### What you will do:
Please copy out all the data. Every detail stays the same.

----- Provided data

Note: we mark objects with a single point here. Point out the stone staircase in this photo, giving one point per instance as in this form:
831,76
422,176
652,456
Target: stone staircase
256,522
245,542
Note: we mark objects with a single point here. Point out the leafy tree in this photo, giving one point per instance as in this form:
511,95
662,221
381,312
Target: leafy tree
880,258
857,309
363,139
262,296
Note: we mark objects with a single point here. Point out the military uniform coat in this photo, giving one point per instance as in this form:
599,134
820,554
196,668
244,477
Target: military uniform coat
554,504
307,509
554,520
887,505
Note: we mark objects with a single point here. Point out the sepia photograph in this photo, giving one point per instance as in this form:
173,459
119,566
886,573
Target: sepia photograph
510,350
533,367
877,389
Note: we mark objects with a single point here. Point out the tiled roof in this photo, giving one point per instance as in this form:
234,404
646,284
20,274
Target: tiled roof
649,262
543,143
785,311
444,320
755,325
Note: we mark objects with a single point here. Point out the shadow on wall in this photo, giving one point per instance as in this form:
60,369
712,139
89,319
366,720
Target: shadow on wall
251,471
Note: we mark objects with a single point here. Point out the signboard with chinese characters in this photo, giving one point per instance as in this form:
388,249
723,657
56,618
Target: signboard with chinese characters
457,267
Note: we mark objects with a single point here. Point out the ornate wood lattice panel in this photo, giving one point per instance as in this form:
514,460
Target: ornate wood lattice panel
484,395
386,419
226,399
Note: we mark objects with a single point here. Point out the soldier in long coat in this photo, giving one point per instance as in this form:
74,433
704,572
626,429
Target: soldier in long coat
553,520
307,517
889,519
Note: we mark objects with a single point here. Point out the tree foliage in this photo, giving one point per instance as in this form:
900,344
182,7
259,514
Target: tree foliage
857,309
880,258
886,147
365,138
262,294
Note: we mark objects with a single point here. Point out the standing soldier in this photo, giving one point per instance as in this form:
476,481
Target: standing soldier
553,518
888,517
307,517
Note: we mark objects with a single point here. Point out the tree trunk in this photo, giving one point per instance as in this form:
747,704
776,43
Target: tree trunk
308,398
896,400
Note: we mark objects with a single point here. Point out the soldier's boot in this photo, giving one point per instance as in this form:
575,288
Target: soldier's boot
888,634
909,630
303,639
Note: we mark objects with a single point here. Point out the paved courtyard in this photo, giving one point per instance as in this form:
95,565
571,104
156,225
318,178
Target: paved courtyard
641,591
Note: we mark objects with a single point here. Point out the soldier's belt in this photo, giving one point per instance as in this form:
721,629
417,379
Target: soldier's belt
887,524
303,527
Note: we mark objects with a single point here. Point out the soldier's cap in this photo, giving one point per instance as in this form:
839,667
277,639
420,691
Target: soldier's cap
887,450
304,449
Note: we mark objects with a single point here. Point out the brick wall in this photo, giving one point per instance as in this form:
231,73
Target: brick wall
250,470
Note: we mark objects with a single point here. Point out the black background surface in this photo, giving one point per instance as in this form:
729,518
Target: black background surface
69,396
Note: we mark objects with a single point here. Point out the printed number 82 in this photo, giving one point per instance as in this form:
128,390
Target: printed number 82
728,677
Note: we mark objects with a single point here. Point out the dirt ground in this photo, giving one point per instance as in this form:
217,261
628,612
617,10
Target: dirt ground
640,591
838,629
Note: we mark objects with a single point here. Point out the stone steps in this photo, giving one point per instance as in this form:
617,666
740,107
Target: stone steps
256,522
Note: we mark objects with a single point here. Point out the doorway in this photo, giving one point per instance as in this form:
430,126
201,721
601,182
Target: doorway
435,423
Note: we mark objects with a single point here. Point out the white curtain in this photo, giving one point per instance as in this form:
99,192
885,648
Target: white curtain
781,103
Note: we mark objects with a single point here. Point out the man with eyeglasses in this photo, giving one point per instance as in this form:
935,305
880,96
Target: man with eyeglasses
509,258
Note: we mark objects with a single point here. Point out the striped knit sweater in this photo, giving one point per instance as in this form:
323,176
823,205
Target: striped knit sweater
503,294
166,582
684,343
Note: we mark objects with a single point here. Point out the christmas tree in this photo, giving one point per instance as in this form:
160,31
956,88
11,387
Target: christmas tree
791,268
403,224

----------

### Response to this exercise:
Note: we mark objects with a single point here. Point out the stone staircase in this photo, giving one point per instance as in this form:
831,76
422,176
652,456
Target: stone staircase
256,522
245,542
Note: we mark objects with a single point here. Point out the leafy tree in this photo, giving one point per instance as in this form:
511,95
662,221
381,312
Target: leafy tree
880,258
857,309
363,139
262,296
Note: we mark objects with a single point here. Point out the military uniform coat in this photo, giving one point per instance as in this form:
599,134
820,554
196,668
244,477
Target: military uniform coat
554,504
307,509
554,520
887,505
Note: we mark objects with a single point here. Point out the sepia photograph in this photo, giving one point per instance as in this form:
173,459
119,566
886,573
Target: sepia photograph
510,350
533,367
877,389
Note: we mark objects with a single point here. Point out the tiled roof in this photo, giving one point per instance as in this form:
234,404
646,284
20,274
Target: tiled roof
649,262
543,143
785,311
444,320
755,325
Note: we mark objects with a single point here. Point out the shadow on wall in this photo, giving one point per instance as in this form:
60,369
712,139
89,319
366,720
Target: shadow on wall
251,471
Note: we mark objects with a single point here. Point out the signboard with chinese characters in this photo, giving one point per instance as in this form:
388,249
723,657
56,618
Target: signboard with chinese characters
457,267
Note: we mark objects with a single point here. Point out the ornate wood lattice panel in this photo, giving one point per instance as in this form:
514,460
Target: ornate wood lattice panel
484,395
386,419
226,399
Note: we mark objects with a single point here. Point out the soldier in long coat in this photo, giving one point per instance as in this form:
74,433
704,572
626,429
Target: soldier in long coat
553,520
307,517
889,519
Note: we mark objects with a single point here. Point out the tree foliage in this photo, giving one point per instance as in this form:
900,344
182,7
259,514
Target: tree foliage
857,309
880,258
886,147
365,138
262,294
Note: we mark objects with a single point here. Point out the standing soldier in this photo, giving one point per instance as in this form:
476,481
Target: standing soldier
553,518
888,517
307,517
Note: we mark objects with a single point here. Point out the tree trunk in this photo, giving one point per instance as in this form:
747,704
776,43
Target: tree trunk
308,398
896,400
Note: we mark objects with a single point here. Point out the soldier's boot in this photo, giving one point per instance as in this form:
575,288
Target: soldier's boot
888,634
909,630
303,639
Note: we mark objects with a single point here. Point out the paved courtyard in this photo, giving one point per instance as in this form:
95,565
571,104
156,225
318,178
Target: paved courtyard
641,591
Note: we mark objects with a single point here. Point out the soldier's belt in this photo, giving one point per instance as in this form:
721,629
417,379
Target: soldier's belt
887,524
303,527
Note: we mark objects with a single point here. Point out the soldier's cap in this photo, giving one point per instance as in this form:
839,667
277,639
420,691
Target: soldier's cap
887,450
304,449
Note: we mark objects with a single point here. Point out the brick wall in this photo, giving one point per instance as in this form:
231,73
Target: brick wall
250,470
Note: we mark objects with a single point here. Point out the black background surface in this photo, giving one point per instance as in this form:
729,518
Target: black background surface
69,396
Note: we mark objects with a single point here. Point out the printed number 82 in this photo, giving one point per instance as in this form:
128,390
Target: printed number 82
728,677
Note: we mark objects with a single point here. Point out the dirt ground in this photo, giving one point per instance as in this form:
217,261
628,612
617,10
Target: dirt ground
640,591
838,629
Note: we mark objects with a single point here. Point out the stone steps in this photo, giving one point per instance as in this form:
617,666
740,107
Target: stone steps
256,522
Note: we mark objects with a single point here. Point out the doorway in this photo, giving one point per instance as in this form:
430,126
201,721
601,182
Target: doorway
435,423
Note: we mark objects with a single point here. Point out the white curtain in this photo, giving one point per instance as in this form:
99,192
885,648
Target: white curtain
781,103
Note: we mark objects with a single point here. Point out the man with eyeglasses in this photo, giving one point per instance as in this form:
935,305
880,96
Target: man with eyeglasses
509,258
Note: we mark objects with a single point here. Point out the striped knit sweater in this photo, giving one point per instance as in this form:
323,176
823,205
Target: striped knit sweater
503,294
166,582
684,343
Note: we mark objects with a single point here. Point out the christmas tree in this photo, giving one point per instance as in this form:
160,31
956,88
11,387
Target: christmas tree
791,268
403,224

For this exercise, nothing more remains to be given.